BEGIN
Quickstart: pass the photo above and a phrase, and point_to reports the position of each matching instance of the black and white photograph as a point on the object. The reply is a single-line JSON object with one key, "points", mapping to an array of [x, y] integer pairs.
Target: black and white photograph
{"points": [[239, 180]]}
END
BEGIN
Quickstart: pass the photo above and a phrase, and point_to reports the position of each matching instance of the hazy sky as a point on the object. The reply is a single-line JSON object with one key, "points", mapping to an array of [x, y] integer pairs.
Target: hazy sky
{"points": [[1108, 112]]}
END
BEGIN
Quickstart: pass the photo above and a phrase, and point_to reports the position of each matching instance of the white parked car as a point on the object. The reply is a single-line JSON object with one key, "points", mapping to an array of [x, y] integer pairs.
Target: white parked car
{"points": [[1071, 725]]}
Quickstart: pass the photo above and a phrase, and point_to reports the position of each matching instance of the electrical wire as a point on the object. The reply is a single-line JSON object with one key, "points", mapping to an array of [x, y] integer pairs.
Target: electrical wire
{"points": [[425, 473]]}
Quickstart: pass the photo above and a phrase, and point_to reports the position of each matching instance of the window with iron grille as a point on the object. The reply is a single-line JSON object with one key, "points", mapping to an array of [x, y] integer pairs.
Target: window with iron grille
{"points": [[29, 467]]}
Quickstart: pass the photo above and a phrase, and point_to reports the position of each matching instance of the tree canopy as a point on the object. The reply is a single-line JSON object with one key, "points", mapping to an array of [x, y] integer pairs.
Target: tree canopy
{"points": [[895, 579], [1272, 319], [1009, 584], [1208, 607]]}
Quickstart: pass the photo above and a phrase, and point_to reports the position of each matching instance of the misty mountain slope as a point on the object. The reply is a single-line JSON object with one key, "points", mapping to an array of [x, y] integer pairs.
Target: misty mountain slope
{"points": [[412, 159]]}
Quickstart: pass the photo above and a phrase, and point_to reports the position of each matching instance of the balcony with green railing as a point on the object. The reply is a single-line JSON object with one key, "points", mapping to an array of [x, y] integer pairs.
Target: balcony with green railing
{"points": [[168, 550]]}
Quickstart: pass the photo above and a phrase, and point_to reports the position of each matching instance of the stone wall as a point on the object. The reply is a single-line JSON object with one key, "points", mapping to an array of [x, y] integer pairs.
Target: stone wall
END
EXERCISE AIM: Within the listing above, extract exactly the lines from the line with "of the tree" to the line with "Target: stone wall", the two named lines included, and no others.

RESULT FOR THIS TASK:
Quickstart: pass the photo above and a phrase, and point_to reports the position of each matching instance of the tree canopy as a point on the object. The reply is a single-line JSON object with one key, "points", mapping to an array of [x, y] integer pairs.
Target: tree canopy
{"points": [[895, 579], [1272, 319], [1009, 584], [1208, 607]]}
Quickstart: pass the photo above and a phrase, and point_to reports the position of each matching instance of the misty mountain slope as a point on the object. The reply is a single-line JSON object with one key, "points", mapping to an array of [x, y] integer pairs.
Target: misty mountain slope
{"points": [[412, 159]]}
Quickstart: pass the photo above and a phrase, and point_to reports the position of each matching instance of the balcony with green railing as a point on the object. The reply is a single-line JSON object with one key, "points", mapping to an array of [x, y] integer pairs.
Target: balcony with green railing
{"points": [[168, 550]]}
Quickstart: pass the photo above and a phrase, and point_to reports the position of each matching instance of the stone wall as a point on the object. The reply is a single-line JSON object with one key, "points", mapping to an array of [x, y] integer pairs.
Target: stone wall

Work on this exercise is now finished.